_EXERCISE INSTRUCTIONS_
In the records below, some lines hold the word "tower". Copy each of those lines.
************
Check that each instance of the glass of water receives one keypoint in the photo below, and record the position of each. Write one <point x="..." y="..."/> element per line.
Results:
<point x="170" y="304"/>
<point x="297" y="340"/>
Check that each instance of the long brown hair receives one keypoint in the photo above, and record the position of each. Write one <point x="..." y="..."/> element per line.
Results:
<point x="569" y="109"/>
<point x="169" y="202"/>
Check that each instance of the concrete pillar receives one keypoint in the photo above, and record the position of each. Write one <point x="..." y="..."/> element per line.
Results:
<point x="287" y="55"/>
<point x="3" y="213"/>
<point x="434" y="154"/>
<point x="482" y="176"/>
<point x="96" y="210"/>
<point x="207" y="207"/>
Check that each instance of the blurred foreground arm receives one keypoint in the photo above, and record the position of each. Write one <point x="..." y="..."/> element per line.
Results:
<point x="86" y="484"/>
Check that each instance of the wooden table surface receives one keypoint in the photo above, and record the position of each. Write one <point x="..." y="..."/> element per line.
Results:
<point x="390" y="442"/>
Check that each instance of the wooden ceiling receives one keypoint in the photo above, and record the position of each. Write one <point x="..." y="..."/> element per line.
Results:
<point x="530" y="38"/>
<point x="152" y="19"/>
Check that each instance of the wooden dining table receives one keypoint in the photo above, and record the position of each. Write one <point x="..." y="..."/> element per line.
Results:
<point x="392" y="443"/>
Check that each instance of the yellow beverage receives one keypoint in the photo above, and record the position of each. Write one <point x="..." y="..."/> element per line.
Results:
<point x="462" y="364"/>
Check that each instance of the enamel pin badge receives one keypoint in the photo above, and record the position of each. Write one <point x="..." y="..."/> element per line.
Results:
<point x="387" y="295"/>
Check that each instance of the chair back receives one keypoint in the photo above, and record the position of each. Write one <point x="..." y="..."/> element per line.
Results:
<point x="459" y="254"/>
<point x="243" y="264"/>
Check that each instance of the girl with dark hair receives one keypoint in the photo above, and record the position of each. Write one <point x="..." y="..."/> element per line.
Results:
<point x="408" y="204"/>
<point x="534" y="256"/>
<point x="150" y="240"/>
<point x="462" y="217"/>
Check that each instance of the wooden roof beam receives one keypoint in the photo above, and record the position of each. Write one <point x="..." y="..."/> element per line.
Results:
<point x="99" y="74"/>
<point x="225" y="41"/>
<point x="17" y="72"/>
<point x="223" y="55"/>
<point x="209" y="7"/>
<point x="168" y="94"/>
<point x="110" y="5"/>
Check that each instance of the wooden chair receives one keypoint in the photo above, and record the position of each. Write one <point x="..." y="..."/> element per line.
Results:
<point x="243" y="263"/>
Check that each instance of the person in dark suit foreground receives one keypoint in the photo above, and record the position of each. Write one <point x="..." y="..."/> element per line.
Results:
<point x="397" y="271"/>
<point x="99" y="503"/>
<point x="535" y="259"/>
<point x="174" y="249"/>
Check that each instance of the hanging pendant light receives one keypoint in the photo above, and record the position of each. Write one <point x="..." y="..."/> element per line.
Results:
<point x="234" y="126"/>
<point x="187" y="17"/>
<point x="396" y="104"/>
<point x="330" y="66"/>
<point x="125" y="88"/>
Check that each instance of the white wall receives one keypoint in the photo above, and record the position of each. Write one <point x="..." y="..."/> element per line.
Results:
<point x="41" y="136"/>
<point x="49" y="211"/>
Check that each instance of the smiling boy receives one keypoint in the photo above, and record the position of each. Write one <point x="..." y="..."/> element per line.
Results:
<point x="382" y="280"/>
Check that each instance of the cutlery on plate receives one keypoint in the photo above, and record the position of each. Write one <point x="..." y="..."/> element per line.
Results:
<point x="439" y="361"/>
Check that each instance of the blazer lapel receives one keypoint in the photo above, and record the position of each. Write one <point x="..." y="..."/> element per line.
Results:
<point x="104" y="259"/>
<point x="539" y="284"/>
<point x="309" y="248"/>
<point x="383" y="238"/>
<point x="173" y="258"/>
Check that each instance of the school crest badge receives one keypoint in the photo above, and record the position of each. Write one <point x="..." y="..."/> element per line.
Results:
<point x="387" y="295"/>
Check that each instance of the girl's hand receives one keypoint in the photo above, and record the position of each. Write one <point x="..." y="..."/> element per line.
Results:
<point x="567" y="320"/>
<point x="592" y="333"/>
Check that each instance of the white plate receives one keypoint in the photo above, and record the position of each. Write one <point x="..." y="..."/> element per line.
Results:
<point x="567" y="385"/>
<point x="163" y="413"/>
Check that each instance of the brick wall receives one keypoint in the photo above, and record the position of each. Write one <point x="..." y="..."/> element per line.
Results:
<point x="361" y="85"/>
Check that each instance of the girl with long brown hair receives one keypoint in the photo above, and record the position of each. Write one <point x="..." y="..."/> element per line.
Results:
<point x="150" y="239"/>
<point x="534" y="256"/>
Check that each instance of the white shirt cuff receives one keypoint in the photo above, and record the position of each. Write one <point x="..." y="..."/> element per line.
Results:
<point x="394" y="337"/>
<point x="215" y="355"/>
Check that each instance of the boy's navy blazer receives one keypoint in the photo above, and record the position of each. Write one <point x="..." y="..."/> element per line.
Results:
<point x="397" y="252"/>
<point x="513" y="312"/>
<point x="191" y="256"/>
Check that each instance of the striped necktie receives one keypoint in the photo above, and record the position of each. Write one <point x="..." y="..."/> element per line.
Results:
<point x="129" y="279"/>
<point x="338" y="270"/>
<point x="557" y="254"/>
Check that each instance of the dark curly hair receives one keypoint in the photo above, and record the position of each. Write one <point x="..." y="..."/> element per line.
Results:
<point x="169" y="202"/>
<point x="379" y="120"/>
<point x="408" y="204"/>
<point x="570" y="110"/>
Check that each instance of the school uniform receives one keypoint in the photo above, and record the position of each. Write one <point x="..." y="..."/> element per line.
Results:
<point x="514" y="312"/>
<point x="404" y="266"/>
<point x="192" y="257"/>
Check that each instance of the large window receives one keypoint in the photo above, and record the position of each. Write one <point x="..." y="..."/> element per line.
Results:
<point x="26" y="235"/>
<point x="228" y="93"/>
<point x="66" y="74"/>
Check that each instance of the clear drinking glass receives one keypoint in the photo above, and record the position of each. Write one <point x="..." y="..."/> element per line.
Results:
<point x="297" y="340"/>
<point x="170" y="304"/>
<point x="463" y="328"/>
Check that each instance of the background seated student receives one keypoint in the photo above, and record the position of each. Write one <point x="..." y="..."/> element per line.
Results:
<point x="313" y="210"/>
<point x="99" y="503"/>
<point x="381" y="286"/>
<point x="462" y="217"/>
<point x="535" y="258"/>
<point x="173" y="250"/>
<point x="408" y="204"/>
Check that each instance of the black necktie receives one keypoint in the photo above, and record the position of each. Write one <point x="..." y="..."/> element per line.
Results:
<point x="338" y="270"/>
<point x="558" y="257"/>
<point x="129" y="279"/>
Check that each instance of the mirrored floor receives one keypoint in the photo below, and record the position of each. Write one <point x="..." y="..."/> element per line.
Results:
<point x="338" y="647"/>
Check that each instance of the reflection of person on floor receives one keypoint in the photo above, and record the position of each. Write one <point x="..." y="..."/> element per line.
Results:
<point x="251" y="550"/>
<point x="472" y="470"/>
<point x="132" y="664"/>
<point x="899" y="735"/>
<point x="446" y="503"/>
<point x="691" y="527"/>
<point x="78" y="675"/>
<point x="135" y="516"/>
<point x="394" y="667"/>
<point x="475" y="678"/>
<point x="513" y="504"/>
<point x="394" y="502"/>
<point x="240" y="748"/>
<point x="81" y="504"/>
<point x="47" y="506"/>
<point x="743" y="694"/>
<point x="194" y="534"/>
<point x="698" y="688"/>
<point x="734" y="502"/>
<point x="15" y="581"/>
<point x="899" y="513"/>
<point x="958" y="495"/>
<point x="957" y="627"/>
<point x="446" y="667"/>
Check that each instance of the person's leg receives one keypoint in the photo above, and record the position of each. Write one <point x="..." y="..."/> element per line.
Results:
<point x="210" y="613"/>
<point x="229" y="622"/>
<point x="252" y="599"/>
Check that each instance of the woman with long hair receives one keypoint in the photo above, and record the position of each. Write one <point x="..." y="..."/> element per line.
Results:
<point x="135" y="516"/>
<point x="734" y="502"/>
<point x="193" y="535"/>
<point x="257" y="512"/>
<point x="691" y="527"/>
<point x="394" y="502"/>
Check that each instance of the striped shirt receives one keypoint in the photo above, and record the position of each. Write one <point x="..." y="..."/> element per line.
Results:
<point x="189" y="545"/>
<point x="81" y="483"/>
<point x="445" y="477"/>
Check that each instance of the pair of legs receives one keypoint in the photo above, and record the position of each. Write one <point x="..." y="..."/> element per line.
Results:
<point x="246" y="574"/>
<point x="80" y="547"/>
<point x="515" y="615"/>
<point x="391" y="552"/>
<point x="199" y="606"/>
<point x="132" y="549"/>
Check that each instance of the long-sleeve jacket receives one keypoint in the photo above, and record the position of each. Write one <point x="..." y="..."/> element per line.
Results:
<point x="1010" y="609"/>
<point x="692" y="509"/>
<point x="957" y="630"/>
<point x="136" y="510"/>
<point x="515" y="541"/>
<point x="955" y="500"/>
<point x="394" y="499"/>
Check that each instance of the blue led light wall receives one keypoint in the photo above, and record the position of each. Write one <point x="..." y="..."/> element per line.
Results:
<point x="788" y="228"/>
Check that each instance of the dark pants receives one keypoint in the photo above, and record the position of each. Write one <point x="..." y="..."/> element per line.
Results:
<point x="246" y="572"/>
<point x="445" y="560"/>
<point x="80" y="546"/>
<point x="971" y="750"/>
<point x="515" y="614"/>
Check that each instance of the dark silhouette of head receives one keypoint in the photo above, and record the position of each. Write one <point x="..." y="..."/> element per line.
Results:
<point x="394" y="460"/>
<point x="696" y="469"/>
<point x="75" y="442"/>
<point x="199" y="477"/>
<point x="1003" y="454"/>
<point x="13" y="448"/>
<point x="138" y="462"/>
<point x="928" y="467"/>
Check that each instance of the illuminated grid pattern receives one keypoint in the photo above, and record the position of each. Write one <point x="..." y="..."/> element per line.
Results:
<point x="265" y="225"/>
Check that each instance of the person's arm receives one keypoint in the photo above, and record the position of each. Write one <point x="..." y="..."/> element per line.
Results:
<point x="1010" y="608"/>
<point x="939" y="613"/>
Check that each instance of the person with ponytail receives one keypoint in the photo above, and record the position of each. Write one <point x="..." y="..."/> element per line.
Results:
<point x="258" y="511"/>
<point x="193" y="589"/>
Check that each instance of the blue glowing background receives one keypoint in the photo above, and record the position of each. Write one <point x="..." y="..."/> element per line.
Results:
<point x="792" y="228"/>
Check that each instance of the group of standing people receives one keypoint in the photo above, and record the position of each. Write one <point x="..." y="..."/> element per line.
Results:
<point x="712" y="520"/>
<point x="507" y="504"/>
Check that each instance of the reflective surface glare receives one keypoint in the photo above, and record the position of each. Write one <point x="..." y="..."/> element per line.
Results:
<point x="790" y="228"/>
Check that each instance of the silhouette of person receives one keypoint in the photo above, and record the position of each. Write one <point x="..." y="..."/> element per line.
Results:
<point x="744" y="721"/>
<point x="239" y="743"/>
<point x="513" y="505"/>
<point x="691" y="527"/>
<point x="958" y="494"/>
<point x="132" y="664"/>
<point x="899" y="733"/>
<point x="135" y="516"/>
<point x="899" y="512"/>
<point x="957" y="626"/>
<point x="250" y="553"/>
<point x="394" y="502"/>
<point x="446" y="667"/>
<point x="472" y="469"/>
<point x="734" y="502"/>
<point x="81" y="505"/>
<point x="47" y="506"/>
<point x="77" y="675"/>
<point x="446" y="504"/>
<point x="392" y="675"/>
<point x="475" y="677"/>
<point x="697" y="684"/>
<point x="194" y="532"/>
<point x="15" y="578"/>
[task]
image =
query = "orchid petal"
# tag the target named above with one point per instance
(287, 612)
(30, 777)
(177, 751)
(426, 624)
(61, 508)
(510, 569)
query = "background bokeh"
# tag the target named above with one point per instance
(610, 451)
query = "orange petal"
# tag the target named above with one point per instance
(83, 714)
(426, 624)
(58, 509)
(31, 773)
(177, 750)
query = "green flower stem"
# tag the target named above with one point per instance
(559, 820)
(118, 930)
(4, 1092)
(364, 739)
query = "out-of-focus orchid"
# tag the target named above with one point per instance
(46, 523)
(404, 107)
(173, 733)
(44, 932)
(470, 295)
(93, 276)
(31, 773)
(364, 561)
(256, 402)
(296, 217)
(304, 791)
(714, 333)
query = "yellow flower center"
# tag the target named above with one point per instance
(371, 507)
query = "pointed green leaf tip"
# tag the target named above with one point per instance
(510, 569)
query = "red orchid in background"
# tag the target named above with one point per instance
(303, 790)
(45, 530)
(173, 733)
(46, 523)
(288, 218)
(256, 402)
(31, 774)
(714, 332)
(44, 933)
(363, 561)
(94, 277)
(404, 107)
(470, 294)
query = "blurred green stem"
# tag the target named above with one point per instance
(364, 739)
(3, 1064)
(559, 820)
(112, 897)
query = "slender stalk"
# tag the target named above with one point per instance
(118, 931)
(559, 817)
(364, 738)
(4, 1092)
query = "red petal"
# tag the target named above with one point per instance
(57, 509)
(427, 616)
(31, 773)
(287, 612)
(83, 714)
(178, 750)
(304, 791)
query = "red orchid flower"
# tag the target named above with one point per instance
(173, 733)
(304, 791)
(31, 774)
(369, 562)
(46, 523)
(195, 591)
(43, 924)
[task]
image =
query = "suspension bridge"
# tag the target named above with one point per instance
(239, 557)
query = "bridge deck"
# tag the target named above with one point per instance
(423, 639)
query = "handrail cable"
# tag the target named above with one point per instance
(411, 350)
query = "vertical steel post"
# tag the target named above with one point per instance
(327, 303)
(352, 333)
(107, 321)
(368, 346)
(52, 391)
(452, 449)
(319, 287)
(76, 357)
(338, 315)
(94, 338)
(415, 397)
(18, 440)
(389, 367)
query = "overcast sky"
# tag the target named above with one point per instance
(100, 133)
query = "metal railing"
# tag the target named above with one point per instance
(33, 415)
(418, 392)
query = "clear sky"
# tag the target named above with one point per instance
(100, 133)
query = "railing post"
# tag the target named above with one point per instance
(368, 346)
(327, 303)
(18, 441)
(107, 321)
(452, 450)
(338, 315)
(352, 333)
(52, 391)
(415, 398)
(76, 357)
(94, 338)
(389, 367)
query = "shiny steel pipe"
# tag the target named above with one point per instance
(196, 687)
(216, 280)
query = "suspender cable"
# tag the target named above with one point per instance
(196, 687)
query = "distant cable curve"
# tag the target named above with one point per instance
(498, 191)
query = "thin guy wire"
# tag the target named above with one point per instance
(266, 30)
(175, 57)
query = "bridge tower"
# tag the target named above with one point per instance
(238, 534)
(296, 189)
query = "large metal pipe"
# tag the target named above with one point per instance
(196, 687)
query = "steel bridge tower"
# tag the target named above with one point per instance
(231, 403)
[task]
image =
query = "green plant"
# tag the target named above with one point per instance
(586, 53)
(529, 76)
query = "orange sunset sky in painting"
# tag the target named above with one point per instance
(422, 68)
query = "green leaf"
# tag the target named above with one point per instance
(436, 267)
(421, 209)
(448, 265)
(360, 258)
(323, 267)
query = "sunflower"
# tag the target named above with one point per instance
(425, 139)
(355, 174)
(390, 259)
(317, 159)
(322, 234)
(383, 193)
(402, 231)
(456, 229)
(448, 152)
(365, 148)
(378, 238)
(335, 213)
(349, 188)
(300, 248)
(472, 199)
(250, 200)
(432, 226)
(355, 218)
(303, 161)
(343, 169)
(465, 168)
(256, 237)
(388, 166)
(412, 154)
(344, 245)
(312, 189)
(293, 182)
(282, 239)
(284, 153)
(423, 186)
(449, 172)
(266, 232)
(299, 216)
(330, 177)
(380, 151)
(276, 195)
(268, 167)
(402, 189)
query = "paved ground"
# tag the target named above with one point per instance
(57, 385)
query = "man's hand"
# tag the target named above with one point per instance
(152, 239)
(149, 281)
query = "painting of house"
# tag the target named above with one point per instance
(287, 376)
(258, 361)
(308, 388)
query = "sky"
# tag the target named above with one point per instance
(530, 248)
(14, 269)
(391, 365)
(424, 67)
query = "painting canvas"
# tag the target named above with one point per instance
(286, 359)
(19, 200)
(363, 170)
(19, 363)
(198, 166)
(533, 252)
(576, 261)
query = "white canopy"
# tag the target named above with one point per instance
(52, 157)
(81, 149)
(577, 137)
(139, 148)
************
_SOLVED EXERCISE_
query = "bridge tower"
query = "steel bridge tower"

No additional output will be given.